## Material
_ _ _ _ _ _ _
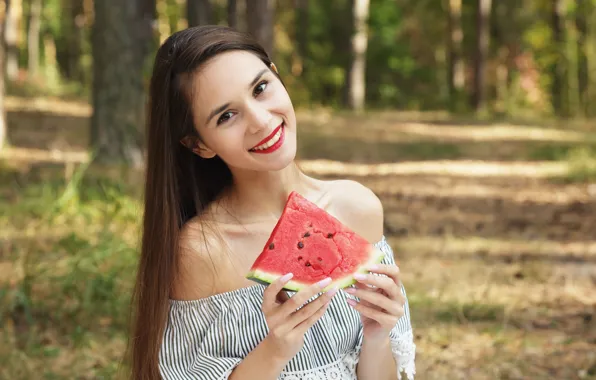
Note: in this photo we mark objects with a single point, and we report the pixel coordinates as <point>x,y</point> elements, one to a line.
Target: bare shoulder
<point>358,207</point>
<point>198,251</point>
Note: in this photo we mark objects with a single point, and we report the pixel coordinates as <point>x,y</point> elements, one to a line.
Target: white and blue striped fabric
<point>206,339</point>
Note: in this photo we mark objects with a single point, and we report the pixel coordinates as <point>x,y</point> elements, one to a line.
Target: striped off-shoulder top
<point>207,338</point>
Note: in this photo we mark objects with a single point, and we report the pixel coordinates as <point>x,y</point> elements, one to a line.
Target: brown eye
<point>260,88</point>
<point>224,117</point>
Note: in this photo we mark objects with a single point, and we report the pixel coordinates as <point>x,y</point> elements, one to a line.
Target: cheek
<point>227,142</point>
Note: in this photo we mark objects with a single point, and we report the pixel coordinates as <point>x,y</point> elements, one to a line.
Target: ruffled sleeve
<point>205,339</point>
<point>401,336</point>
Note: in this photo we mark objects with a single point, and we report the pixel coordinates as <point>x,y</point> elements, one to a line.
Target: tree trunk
<point>357,89</point>
<point>69,44</point>
<point>232,14</point>
<point>11,32</point>
<point>3,129</point>
<point>198,12</point>
<point>591,60</point>
<point>482,42</point>
<point>301,36</point>
<point>33,37</point>
<point>122,35</point>
<point>559,66</point>
<point>259,17</point>
<point>582,12</point>
<point>455,63</point>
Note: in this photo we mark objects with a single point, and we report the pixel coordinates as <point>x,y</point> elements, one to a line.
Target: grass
<point>489,300</point>
<point>69,249</point>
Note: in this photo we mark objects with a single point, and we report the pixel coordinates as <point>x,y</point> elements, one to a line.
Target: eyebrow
<point>223,107</point>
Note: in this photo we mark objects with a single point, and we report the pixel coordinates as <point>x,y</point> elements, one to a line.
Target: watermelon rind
<point>266,278</point>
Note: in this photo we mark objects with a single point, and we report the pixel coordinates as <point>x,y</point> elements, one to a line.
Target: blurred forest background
<point>474,121</point>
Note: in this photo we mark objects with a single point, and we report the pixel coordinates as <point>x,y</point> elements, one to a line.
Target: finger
<point>282,297</point>
<point>375,299</point>
<point>382,282</point>
<point>384,319</point>
<point>391,271</point>
<point>300,298</point>
<point>271,292</point>
<point>401,299</point>
<point>310,321</point>
<point>310,309</point>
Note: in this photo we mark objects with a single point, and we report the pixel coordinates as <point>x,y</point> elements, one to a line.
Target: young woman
<point>221,149</point>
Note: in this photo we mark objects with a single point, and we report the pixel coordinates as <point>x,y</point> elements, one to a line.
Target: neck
<point>261,196</point>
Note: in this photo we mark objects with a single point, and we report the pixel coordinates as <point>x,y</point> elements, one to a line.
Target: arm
<point>389,350</point>
<point>388,357</point>
<point>376,361</point>
<point>260,364</point>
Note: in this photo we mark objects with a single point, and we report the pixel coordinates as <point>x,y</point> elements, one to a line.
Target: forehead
<point>227,74</point>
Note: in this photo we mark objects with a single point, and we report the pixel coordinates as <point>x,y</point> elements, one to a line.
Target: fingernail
<point>332,292</point>
<point>324,282</point>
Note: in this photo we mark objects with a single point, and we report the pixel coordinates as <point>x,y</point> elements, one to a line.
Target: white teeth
<point>269,143</point>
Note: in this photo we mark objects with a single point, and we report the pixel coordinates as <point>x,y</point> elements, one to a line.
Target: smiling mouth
<point>270,141</point>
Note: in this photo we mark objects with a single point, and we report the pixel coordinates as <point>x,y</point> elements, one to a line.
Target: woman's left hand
<point>381,300</point>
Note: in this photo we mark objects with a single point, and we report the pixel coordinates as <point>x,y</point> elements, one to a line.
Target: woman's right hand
<point>287,325</point>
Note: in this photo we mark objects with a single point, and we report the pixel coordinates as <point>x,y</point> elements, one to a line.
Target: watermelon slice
<point>312,244</point>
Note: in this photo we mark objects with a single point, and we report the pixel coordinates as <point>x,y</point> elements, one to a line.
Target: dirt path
<point>499,260</point>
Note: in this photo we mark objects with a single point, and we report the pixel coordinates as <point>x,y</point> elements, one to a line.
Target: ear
<point>197,147</point>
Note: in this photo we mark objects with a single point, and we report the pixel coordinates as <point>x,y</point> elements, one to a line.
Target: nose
<point>259,117</point>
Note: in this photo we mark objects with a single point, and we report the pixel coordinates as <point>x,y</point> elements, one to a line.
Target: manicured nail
<point>324,282</point>
<point>332,292</point>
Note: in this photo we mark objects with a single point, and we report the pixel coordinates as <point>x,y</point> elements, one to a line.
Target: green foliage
<point>73,261</point>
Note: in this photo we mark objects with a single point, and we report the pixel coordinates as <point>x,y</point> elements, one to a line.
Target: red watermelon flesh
<point>312,244</point>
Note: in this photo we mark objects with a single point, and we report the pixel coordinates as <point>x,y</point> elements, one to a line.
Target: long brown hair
<point>179,184</point>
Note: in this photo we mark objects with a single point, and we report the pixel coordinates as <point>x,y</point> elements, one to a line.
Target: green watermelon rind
<point>265,278</point>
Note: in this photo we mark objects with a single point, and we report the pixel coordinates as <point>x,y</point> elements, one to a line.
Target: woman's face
<point>243,113</point>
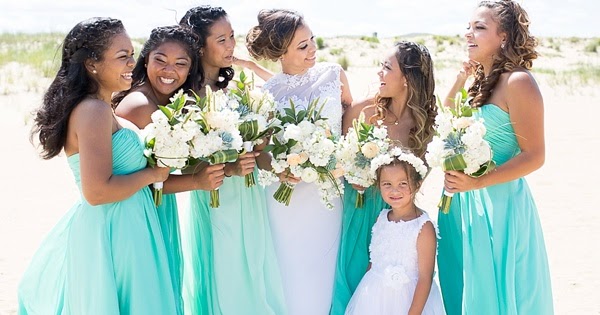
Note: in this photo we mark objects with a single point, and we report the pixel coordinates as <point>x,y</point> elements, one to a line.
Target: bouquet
<point>362,143</point>
<point>168,138</point>
<point>459,144</point>
<point>218,140</point>
<point>257,115</point>
<point>304,147</point>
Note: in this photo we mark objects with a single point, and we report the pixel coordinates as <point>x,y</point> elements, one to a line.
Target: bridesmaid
<point>406,105</point>
<point>231,266</point>
<point>306,233</point>
<point>167,63</point>
<point>492,257</point>
<point>106,255</point>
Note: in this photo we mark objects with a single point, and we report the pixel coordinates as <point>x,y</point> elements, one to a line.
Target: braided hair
<point>273,35</point>
<point>518,50</point>
<point>89,39</point>
<point>200,19</point>
<point>160,35</point>
<point>417,67</point>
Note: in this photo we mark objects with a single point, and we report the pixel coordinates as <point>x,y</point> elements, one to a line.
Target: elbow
<point>94,198</point>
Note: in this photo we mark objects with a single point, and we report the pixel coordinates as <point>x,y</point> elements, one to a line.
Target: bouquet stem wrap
<point>157,193</point>
<point>220,157</point>
<point>249,178</point>
<point>360,199</point>
<point>284,193</point>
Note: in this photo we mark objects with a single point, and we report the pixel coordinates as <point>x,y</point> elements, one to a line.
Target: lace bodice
<point>321,81</point>
<point>394,244</point>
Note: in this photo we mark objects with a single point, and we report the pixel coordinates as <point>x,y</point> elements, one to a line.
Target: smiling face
<point>219,45</point>
<point>395,186</point>
<point>168,67</point>
<point>483,36</point>
<point>113,72</point>
<point>301,53</point>
<point>391,78</point>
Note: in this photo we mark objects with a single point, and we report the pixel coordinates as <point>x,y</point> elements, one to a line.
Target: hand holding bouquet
<point>257,115</point>
<point>362,143</point>
<point>168,138</point>
<point>459,143</point>
<point>306,148</point>
<point>218,140</point>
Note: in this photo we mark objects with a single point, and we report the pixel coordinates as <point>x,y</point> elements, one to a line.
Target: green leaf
<point>166,111</point>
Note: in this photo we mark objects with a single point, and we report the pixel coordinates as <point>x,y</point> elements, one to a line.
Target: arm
<point>207,178</point>
<point>426,246</point>
<point>136,108</point>
<point>92,123</point>
<point>468,68</point>
<point>260,71</point>
<point>526,109</point>
<point>346,95</point>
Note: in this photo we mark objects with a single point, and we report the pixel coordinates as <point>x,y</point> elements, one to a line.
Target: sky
<point>327,18</point>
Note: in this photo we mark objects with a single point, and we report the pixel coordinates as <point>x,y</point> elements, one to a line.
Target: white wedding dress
<point>306,234</point>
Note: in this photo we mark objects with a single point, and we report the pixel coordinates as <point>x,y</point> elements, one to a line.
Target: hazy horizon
<point>386,17</point>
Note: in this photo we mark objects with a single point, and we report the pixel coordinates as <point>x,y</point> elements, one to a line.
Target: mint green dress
<point>491,255</point>
<point>353,256</point>
<point>105,259</point>
<point>231,267</point>
<point>169,222</point>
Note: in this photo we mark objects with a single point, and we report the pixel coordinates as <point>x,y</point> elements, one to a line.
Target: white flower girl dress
<point>389,286</point>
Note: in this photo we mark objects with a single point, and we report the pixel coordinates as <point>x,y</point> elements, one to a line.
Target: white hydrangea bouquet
<point>305,148</point>
<point>169,136</point>
<point>459,143</point>
<point>257,115</point>
<point>219,140</point>
<point>362,143</point>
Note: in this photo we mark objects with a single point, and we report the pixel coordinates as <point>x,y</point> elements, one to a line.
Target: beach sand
<point>35,193</point>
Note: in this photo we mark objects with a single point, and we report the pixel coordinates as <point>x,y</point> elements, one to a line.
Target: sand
<point>35,193</point>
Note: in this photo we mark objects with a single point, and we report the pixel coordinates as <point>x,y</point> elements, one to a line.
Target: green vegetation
<point>40,51</point>
<point>371,39</point>
<point>320,43</point>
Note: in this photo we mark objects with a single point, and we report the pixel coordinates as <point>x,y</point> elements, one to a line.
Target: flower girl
<point>403,246</point>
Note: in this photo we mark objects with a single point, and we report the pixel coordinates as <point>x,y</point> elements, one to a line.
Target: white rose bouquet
<point>305,148</point>
<point>169,136</point>
<point>219,139</point>
<point>362,143</point>
<point>257,115</point>
<point>459,143</point>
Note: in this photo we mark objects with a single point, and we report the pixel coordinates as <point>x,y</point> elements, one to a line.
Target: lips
<point>166,80</point>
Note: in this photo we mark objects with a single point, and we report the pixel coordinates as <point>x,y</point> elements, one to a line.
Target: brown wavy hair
<point>273,35</point>
<point>417,67</point>
<point>518,51</point>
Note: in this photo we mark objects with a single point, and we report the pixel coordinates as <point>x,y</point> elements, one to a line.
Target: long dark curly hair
<point>273,35</point>
<point>417,67</point>
<point>160,35</point>
<point>89,39</point>
<point>517,51</point>
<point>200,19</point>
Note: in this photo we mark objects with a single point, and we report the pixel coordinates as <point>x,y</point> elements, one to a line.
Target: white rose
<point>370,150</point>
<point>309,175</point>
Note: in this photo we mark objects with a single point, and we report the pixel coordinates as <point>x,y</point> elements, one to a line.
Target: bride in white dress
<point>306,234</point>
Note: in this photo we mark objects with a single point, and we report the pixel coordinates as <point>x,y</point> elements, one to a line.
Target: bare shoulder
<point>137,108</point>
<point>91,109</point>
<point>520,87</point>
<point>134,101</point>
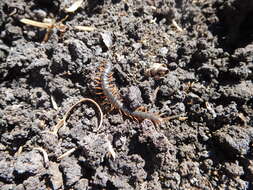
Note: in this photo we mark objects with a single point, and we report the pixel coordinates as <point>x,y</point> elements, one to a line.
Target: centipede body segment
_ _ _ _ _ _ _
## What you need to do
Render the listing above as a JSON list of strings, one string per line with blank lines omitted, starting at its first line and stopping after the line that contains "<point>198,251</point>". Leave the pictures out.

## Worked solution
[
  "Note: in this photo we mark objects with a single point, and we report the pixel coordinates as <point>x,y</point> elements, one to a line.",
  "Target: bare shoulder",
  "<point>358,207</point>",
  "<point>198,251</point>"
]